Excerpts from a dataset
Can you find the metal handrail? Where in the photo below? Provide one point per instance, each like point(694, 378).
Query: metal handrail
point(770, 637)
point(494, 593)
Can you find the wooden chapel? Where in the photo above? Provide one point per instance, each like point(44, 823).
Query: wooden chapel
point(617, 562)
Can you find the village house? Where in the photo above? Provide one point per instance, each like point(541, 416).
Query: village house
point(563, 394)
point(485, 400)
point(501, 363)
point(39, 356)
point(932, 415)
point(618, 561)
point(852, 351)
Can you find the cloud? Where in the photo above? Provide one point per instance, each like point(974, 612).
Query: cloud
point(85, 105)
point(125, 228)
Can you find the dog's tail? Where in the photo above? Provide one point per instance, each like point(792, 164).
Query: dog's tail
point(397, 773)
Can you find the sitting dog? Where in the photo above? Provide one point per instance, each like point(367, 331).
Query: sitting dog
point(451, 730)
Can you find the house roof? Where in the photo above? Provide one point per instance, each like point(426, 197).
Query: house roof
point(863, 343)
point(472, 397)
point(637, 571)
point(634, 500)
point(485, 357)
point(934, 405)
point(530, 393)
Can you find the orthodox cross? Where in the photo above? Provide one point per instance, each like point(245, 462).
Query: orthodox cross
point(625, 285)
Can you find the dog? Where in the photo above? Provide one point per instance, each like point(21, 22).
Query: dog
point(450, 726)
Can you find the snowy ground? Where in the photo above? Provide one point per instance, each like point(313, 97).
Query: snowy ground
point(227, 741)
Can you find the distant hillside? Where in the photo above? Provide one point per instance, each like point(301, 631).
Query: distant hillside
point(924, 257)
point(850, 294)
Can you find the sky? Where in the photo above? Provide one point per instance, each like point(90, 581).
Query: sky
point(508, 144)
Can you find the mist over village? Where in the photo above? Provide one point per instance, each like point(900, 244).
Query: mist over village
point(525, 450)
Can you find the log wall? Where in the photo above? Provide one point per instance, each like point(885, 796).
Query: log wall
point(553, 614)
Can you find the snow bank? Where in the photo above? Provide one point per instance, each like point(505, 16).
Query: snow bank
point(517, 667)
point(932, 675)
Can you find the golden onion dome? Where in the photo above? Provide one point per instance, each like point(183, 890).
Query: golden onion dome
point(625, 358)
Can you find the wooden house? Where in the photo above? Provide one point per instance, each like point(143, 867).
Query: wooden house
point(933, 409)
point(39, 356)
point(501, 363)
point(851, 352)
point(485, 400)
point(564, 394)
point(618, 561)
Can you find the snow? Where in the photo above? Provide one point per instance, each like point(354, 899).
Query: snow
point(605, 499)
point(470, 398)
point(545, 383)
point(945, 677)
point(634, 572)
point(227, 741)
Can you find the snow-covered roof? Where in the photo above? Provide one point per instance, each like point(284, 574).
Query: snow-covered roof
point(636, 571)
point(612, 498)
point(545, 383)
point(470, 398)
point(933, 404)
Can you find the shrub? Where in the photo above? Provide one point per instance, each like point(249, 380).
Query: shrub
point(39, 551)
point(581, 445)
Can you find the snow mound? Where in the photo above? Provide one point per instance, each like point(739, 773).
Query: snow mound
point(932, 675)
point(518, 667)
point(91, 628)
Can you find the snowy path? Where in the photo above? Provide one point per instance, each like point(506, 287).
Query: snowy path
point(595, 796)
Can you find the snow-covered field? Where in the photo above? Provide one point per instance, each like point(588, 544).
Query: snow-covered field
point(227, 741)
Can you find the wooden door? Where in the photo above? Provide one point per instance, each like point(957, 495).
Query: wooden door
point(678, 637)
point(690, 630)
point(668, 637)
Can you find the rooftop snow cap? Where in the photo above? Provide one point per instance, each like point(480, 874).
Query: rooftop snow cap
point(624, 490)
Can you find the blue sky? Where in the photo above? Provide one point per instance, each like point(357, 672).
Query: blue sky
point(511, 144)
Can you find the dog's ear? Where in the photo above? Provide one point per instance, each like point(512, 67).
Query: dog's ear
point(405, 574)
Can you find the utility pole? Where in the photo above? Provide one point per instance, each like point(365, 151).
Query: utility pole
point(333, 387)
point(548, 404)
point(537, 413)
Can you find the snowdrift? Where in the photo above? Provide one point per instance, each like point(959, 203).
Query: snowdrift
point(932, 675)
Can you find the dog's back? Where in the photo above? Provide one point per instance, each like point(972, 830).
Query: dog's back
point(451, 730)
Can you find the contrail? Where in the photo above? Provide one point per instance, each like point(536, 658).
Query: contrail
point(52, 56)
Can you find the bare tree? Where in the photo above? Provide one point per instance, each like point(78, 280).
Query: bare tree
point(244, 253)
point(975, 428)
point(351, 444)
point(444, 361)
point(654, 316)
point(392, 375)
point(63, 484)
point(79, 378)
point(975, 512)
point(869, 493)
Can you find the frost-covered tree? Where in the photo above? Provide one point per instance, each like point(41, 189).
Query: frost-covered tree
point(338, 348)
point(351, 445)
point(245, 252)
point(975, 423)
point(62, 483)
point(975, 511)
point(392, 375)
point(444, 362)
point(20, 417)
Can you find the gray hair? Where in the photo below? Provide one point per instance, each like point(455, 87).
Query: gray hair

Assignment ::
Each entry above needs to be retyped exactly as it appears.

Exercise result ::
Can you find the metal handrail? Where in the photo below? Provide one point per instance, each like point(694, 378).
Query: metal handrail
point(770, 637)
point(494, 593)
Can you find the wooden chapel? Where in the photo above? Provide one point per instance, each like point(44, 823).
Query: wooden chapel
point(617, 562)
Can you find the village house? Where in the photo above? Provide one point per instance, each like point(541, 416).
Query: village house
point(563, 394)
point(485, 400)
point(501, 363)
point(39, 356)
point(932, 415)
point(618, 561)
point(852, 351)
Can you find the cloud? Where in the photo above? Provide one point per instance, each like point(974, 612).
Query: cloud
point(85, 105)
point(125, 228)
Can you find the dog's tail? Where in the photo above? Provide one point per instance, each like point(792, 164).
Query: dog's tail
point(397, 773)
Can you find the sitting dog? Where in the photo above? Provide one point per instance, each like point(367, 331).
Query: sitting dog
point(451, 730)
Can you find the house roof? Where in the photo above? Provide one point per instance, each like point(426, 197).
Query: house roof
point(863, 343)
point(472, 397)
point(637, 571)
point(634, 500)
point(485, 357)
point(934, 405)
point(530, 393)
Can you find the orthodox cross? Where in the photo above? Provide one point per instance, each like point(245, 462).
Query: orthodox cross
point(625, 285)
Can you find the dog? Where in the photo above? Provide one point per instance, each like point(21, 22).
Query: dog
point(450, 726)
Can you find the snowy ground? Where in the photo above? Provide one point per instance, each like point(313, 97).
Query: snowy ground
point(227, 741)
Can you find the distant hillside? Where in the photo above? Provide one point per instance, each like point(301, 631).
Query: distant hillside
point(924, 257)
point(850, 294)
Can you find the sky? Where in the photo above? Provide one point per instance, each like point(90, 581).
Query: sky
point(508, 144)
Can you find the mist over village? Where in the photo above? Provide one point per instance, each like point(900, 244).
Query: mist over village
point(525, 450)
Can you find the log wall? Where in the photo above? Provide one point per instance, each like point(885, 796).
Query: log wall
point(553, 614)
Can you find the snow bank? Where in the photo above? Provide one point per instance, each like point(505, 16).
Query: snow bank
point(517, 667)
point(932, 675)
Can you find the golden onion dome? Where in the photo above? Provide one point per instance, each like point(183, 890).
Query: golden onion dome
point(625, 358)
Can you find the wooden house? Where in the photo above? Provide one point per instance, each like point(143, 867).
Query: wooden house
point(933, 409)
point(39, 356)
point(501, 363)
point(851, 352)
point(485, 400)
point(564, 394)
point(618, 561)
Can you find the snow? Where in the photo above? Provide one point per instance, each like point(354, 899).
Query: snow
point(605, 499)
point(470, 398)
point(545, 383)
point(945, 677)
point(634, 572)
point(227, 741)
Can you find the snow-covered roof? Where in the photo above? Provide one point per instance, each like point(284, 574).
Query: snow-covered roof
point(636, 571)
point(612, 498)
point(545, 383)
point(470, 398)
point(933, 404)
Can you find the shrub? Where in the photo above? Provide one point per instance, each like point(249, 380).
Query: shrub
point(39, 551)
point(581, 445)
Can you find the snow mound? Where in the photo above? Provide one point per instance, each like point(739, 773).
Query: snow mound
point(932, 675)
point(518, 667)
point(91, 628)
Can you find the snowy path? Where in the photo above? Provide one point per instance, each like point(506, 287).
Query: snowy path
point(595, 796)
Can you find the snow-covered field? Where in the photo above? Provide one point per instance, each like point(588, 544).
Query: snow-covered field
point(227, 741)
Can you find the wooden door? Where in the photo above? Provide one point per instance, each like point(957, 495).
Query: wooden door
point(678, 637)
point(690, 630)
point(668, 637)
Can you find the rooftop snow cap? Where in the photo above? Provide one point per instance, each like point(480, 874).
Query: rooftop snow cap
point(624, 490)
Can you find the blue sky? Where in the photo above? Provide one point per instance, each like point(357, 672).
Query: blue sky
point(511, 144)
Can you find the dog's ear? Where in the photo above? Provide one point per instance, each like point(512, 67).
Query: dog's ear
point(405, 574)
Can you find the utility pole? Where in the photo above? Provide one point per instance, each like point(365, 151).
Query: utility pole
point(333, 387)
point(548, 404)
point(537, 413)
Can you find the snowdrift? Where in the photo above? Provide one point per instance, each like point(959, 203).
Query: snowdrift
point(932, 675)
Can you find the dog's back? Where in the photo above? Provide one point per instance, each like point(972, 830).
Query: dog's back
point(451, 730)
Can you find the contrail? Where in the photo above? Provide one point per instance, each like point(536, 658).
Query: contrail
point(52, 56)
Can you find the bare tree? Where in the photo above? Provide one point per instance, each like point(78, 280).
Query: bare tree
point(244, 253)
point(975, 428)
point(351, 444)
point(444, 361)
point(654, 316)
point(392, 375)
point(63, 484)
point(79, 378)
point(975, 512)
point(869, 493)
Can you find the frost-covered tree? Where in the photo above? Provide one point per instance, each like point(41, 189).
Query: frost-covered tree
point(338, 348)
point(351, 445)
point(245, 252)
point(975, 423)
point(62, 483)
point(975, 511)
point(392, 375)
point(444, 362)
point(20, 417)
Can you find the gray hair? Where in the photo below? Provide one point per instance, each like point(455, 87).
Query: gray hair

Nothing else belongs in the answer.